Once the images are removed, repeat all of the entries exactly.
--- Data extract ---
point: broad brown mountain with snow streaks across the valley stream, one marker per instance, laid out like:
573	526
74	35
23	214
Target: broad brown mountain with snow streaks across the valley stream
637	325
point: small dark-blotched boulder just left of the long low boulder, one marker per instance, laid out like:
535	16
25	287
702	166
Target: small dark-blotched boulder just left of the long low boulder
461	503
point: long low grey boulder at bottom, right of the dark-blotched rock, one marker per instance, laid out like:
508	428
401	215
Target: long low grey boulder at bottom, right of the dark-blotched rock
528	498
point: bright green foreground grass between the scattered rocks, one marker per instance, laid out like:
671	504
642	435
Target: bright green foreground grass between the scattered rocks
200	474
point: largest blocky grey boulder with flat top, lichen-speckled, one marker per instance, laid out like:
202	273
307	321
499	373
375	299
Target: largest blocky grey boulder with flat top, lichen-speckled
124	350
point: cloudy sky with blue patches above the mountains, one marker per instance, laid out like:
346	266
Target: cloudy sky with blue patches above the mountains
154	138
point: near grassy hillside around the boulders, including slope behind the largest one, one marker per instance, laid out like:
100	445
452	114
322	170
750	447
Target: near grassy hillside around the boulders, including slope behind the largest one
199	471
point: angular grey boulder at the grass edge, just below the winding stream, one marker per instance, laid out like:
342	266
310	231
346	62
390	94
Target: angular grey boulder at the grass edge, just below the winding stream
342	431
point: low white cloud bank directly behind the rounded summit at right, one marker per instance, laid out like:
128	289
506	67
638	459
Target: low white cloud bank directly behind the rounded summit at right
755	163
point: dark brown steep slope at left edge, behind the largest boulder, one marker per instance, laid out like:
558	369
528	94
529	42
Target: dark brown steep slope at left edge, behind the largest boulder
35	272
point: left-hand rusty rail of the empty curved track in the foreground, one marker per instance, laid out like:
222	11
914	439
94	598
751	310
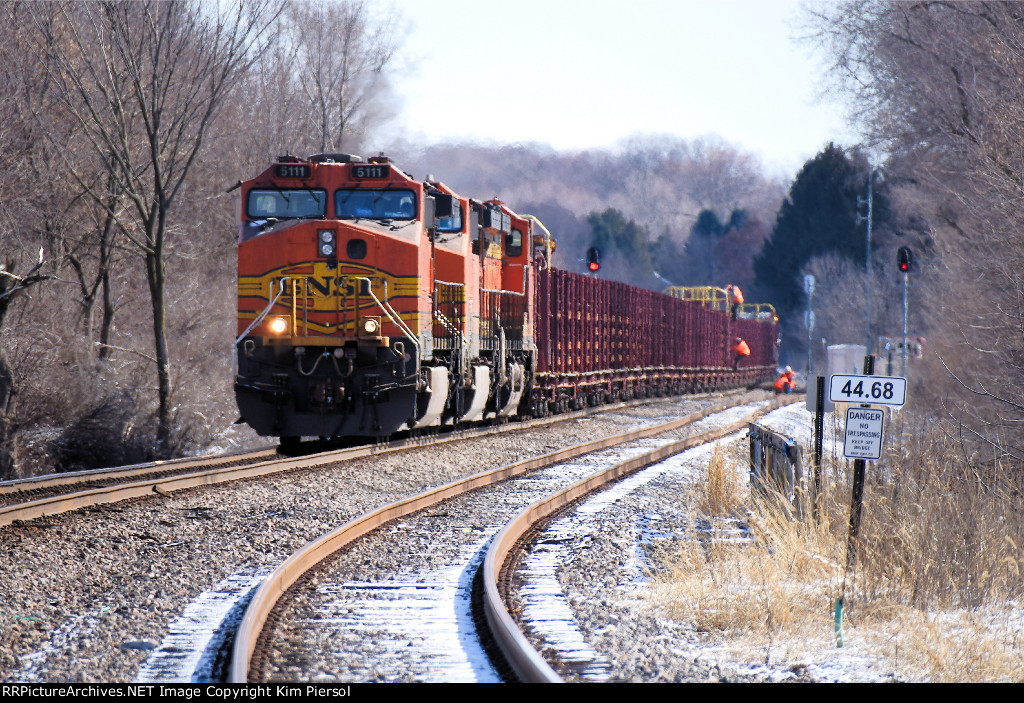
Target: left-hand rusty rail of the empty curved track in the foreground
278	584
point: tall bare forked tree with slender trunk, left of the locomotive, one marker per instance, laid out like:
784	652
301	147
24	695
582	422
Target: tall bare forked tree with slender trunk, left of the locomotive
144	81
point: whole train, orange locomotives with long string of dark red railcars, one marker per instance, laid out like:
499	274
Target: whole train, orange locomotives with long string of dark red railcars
371	303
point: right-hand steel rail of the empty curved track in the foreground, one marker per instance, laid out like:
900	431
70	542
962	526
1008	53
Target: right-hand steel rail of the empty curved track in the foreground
528	664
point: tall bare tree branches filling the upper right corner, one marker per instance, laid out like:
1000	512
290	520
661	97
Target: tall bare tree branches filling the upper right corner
937	86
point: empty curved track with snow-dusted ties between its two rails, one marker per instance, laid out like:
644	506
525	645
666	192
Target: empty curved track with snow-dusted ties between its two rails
258	658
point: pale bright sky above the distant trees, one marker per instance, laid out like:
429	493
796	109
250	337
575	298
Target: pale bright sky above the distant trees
579	74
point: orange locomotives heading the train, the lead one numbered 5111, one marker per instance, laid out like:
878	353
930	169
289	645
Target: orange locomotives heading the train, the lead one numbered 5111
361	305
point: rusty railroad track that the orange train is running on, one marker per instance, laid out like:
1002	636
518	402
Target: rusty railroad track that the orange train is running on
62	494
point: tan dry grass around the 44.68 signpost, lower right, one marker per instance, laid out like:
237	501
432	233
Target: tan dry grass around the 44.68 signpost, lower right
933	594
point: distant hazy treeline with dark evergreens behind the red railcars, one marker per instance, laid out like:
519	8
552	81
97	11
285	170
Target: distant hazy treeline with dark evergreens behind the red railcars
669	212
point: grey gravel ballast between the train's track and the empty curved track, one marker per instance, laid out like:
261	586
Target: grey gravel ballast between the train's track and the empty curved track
110	594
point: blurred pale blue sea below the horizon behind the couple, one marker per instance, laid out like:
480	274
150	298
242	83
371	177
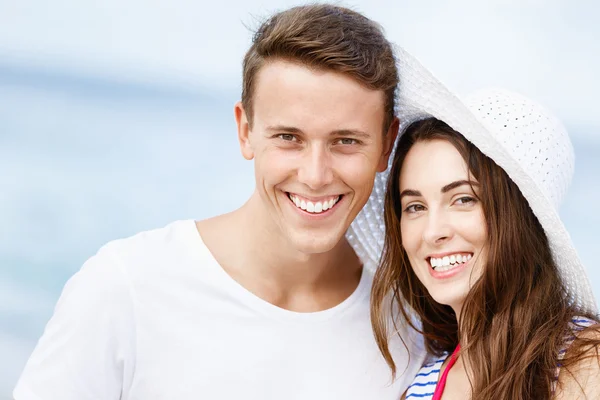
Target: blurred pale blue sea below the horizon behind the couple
85	160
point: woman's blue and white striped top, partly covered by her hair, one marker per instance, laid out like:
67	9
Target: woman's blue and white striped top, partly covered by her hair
423	386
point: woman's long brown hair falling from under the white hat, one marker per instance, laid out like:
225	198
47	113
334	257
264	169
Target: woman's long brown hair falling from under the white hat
516	316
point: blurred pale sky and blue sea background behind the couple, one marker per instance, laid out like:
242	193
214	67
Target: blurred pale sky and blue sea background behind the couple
117	116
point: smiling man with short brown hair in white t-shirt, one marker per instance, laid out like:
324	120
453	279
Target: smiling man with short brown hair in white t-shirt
269	301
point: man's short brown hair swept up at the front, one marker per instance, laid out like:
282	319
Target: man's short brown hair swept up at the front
326	37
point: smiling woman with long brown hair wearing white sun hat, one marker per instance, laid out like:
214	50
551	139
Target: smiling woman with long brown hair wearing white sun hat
475	250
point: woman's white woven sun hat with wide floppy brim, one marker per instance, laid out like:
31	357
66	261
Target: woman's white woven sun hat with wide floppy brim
523	138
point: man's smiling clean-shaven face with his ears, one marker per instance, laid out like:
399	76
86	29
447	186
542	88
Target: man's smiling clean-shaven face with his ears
317	143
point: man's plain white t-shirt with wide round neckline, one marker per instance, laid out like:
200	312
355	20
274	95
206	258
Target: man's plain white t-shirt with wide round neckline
155	316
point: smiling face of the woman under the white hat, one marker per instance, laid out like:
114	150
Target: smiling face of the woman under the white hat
443	227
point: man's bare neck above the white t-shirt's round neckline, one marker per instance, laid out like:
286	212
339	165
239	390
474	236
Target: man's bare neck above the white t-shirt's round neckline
265	263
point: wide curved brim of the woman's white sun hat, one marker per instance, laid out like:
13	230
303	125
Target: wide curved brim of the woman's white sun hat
421	95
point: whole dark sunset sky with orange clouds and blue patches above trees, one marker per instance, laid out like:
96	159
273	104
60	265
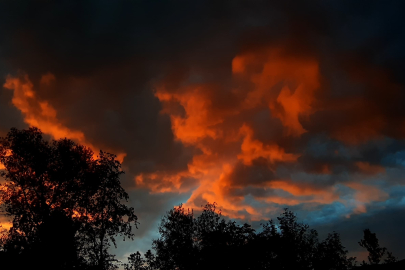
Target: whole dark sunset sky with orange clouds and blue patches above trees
254	105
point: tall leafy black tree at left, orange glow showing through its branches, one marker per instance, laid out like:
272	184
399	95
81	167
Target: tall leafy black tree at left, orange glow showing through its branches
62	200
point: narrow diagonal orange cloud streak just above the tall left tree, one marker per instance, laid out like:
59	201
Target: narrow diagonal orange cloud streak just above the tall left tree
40	113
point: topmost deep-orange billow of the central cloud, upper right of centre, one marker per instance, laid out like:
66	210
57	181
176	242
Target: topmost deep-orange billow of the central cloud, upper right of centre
299	79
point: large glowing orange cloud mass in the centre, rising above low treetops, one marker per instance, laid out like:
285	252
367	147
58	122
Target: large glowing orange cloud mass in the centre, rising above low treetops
200	117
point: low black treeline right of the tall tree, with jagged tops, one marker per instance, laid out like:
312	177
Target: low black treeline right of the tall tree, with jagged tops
210	242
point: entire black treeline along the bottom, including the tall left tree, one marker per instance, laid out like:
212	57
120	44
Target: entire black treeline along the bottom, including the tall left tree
67	207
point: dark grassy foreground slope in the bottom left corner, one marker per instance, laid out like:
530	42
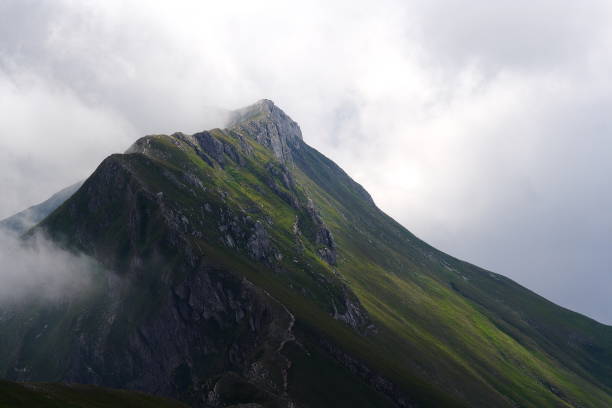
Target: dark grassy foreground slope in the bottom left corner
46	395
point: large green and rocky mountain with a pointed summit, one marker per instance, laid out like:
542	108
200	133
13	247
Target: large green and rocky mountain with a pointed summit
241	266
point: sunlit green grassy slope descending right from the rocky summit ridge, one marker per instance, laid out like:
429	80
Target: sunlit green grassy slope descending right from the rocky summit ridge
511	339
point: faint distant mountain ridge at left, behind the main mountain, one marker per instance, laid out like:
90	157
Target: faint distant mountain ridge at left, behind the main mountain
26	219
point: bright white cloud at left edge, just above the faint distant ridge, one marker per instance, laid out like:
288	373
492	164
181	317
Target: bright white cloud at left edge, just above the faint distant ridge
49	138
---
# Task output
point: broad brown mountain with snow streaks across the valley stream, one marker per instance, laid out like:
573	526
74	35
23	214
Target: broad brown mountain with snow streaks across the valley stream
637	325
point: small dark-blotched boulder just left of the long low boulder, one marker per instance, laid out like:
535	16
25	287
702	166
Target: small dark-blotched boulder just left of the long low boulder
461	503
point: long low grey boulder at bottom, right of the dark-blotched rock, one marker per instance, laid out like:
508	428
401	215
Target: long low grey boulder at bottom, right of the dark-blotched rock
528	498
point: bright green foreground grass between the scattered rocks, one marker per instance, laid out like:
671	504
642	435
Target: bright green foreground grass between the scattered rocks
200	474
point: largest blocky grey boulder with flat top, lichen-speckled, one marker per instance, laid out like:
202	273
307	321
499	373
375	299
Target: largest blocky grey boulder with flat top, lichen-speckled
124	350
point: cloudy sky with blue patches above the mountains, one marker per instance, laid out like:
346	266
Target: cloudy sky with blue patches above the mountains
154	138
point: near grassy hillside around the boulders, including slope behind the largest one, one marker per instance, laid out like:
100	445
452	114
322	170
750	447
Target: near grassy hillside around the boulders, including slope behind the largest one
199	471
point: angular grey boulder at the grass edge, just below the winding stream, one marker per instance, laid out like:
342	266
310	231
346	62
390	94
Target: angular grey boulder at the grass edge, just below the winding stream
342	431
point: low white cloud bank directly behind the rounded summit at right, one marker per instance, laid out like:
128	289
506	67
638	459
Target: low white cloud bank directly behind the rounded summit at right
755	163
point: dark brown steep slope at left edge, behind the largest boulder, one marker per instance, laid out like:
558	369
528	94
529	42
Target: dark brown steep slope at left edge, behind the largest boulder
35	272
point: left-hand rusty rail of the empty curved track in the foreground, one marker per instance, laid out like:
222	11
914	439
94	598
751	310
Target: left-hand rusty rail of the empty curved track in the foreground
278	584
point: tall bare forked tree with slender trunk, left of the locomotive, one marker per instance, laid out like:
784	652
301	147
24	695
582	422
Target: tall bare forked tree with slender trunk, left of the locomotive
144	81
point: whole train, orange locomotives with long string of dark red railcars, one marker per instance, laid out like:
499	274
Target: whole train, orange locomotives with long string of dark red railcars
371	303
point: right-hand steel rail of the empty curved track in the foreground, one marker per instance, laid out like:
900	431
70	542
962	526
1008	53
Target: right-hand steel rail of the empty curved track in the foreground
528	664
point: tall bare tree branches filling the upper right corner, one marker per instance, laid out like:
1000	512
290	520
661	97
Target: tall bare tree branches filling the upper right corner
937	86
point: empty curved track with snow-dusted ties between its two rails, one marker per instance, laid out like:
644	506
525	645
666	192
Target: empty curved track with snow-dusted ties between its two rails
258	658
point: pale bright sky above the distant trees, one marker per instance, laid out like:
429	493
796	109
250	337
575	298
Target: pale bright sky above the distant trees
579	74
point: orange locomotives heading the train, the lead one numbered 5111, one marker per instance, laid out like:
878	353
930	169
289	645
Target: orange locomotives heading the train, the lead one numbered 5111
361	305
point: rusty railroad track that the orange train is running on, one marker per instance, laid out like:
1002	636
518	402
Target: rusty railroad track that the orange train is running on
62	494
point: tan dry grass around the 44.68 signpost, lower right, one marker per instance, laid out like:
237	501
432	233
Target: tan dry grass around the 44.68 signpost, lower right
933	594
point: distant hazy treeline with dark evergreens behind the red railcars, one marker per instance, laid out like:
519	8
552	81
97	11
285	170
Target: distant hazy treeline with dark evergreens behind the red railcars
669	212
point: grey gravel ballast between the train's track and the empty curved track, one marker per instance, laid out like:
261	586
Target: grey gravel ballast between the train's track and the empty curved track
110	594
point: blurred pale blue sea below the horizon behind the couple, one marker per instance, laid out like:
480	274
150	298
242	83
371	177
Target: blurred pale blue sea below the horizon behind the couple
85	160
point: woman's blue and white striped top, partly covered by her hair, one marker per instance, laid out like:
67	9
Target: woman's blue and white striped top, partly covered by her hair
423	386
point: woman's long brown hair falling from under the white hat, one marker per instance, laid out like:
225	198
47	113
334	257
264	169
Target: woman's long brown hair falling from under the white hat
516	316
point: blurred pale sky and blue sea background behind the couple, one marker per instance, laid out like:
242	193
214	67
Target: blurred pale sky and blue sea background behind the couple
117	116
point: smiling man with short brown hair in white t-shirt, one marker per instance, laid out like:
324	120
453	279
Target: smiling man with short brown hair in white t-shirt
269	301
point: man's short brown hair swept up at the front, one marker per instance, laid out like:
282	319
Target: man's short brown hair swept up at the front
326	37
point: smiling woman with long brown hair wearing white sun hat, one marker per instance, laid out like:
214	50
551	139
Target: smiling woman with long brown hair wearing white sun hat
475	250
point: woman's white woven sun hat with wide floppy brim, one marker per instance, laid out like:
31	357
66	261
Target: woman's white woven sun hat with wide floppy brim
523	138
point: man's smiling clean-shaven face with his ears, one marker per instance, laid out like:
399	76
86	29
447	186
542	88
Target: man's smiling clean-shaven face with his ears
317	143
point: man's plain white t-shirt with wide round neckline, one marker per instance, laid out like:
200	312
355	20
274	95
206	258
Target: man's plain white t-shirt with wide round neckline
155	316
point: smiling face of the woman under the white hat, one marker per instance, laid out like:
114	150
Target: smiling face of the woman under the white hat
443	227
point: man's bare neck above the white t-shirt's round neckline, one marker per instance, laid out like:
286	212
339	165
239	390
474	236
Target: man's bare neck above the white t-shirt's round neckline
265	263
point: wide curved brim of the woman's white sun hat, one marker per instance, laid out like:
13	230
303	125
Target: wide curved brim of the woman's white sun hat
421	95
point: whole dark sunset sky with orange clouds and blue patches above trees, one marker per instance, laid out like:
96	159
273	104
60	265
Target: whole dark sunset sky with orange clouds and blue patches above trees
254	105
point: tall leafy black tree at left, orange glow showing through its branches, one marker per instance, laid out like:
272	184
399	95
81	167
Target: tall leafy black tree at left, orange glow showing through its branches
62	200
point: narrow diagonal orange cloud streak just above the tall left tree, one marker per instance, laid out like:
59	201
Target: narrow diagonal orange cloud streak just above the tall left tree
40	113
point: topmost deep-orange billow of the central cloud, upper right of centre, one marker per instance, laid out like:
66	210
57	181
176	242
Target: topmost deep-orange billow of the central cloud, upper right of centre
299	79
point: large glowing orange cloud mass in the centre, rising above low treetops, one marker per instance, laid out like:
285	252
367	147
58	122
Target: large glowing orange cloud mass in the centre, rising above low treetops
200	117
point: low black treeline right of the tall tree, with jagged tops, one marker per instance, laid out like:
312	177
Target: low black treeline right of the tall tree, with jagged tops
210	242
point: entire black treeline along the bottom, including the tall left tree, one marker per instance, laid out like:
212	57
120	44
Target: entire black treeline along the bottom, including the tall left tree
67	207
point: dark grassy foreground slope in the bottom left corner, one marker per instance, laid out like:
530	42
Target: dark grassy foreground slope in the bottom left corner
46	395
point: large green and rocky mountain with a pointed summit, one marker per instance, laid out like:
542	108
200	133
13	247
Target: large green and rocky mountain with a pointed summit
241	266
point: sunlit green grassy slope descending right from the rocky summit ridge, one marker per instance, laid out like:
429	80
Target: sunlit green grassy slope descending right from the rocky summit ridge
511	339
point: faint distant mountain ridge at left, behind the main mountain, one marker per instance, laid out like:
90	157
Target: faint distant mountain ridge at left, behind the main mountain
26	219
point: bright white cloud at left edge, just above the faint distant ridge, one marker per instance, laid out like:
288	373
492	164
181	317
Target: bright white cloud at left edge, just above the faint distant ridge
49	138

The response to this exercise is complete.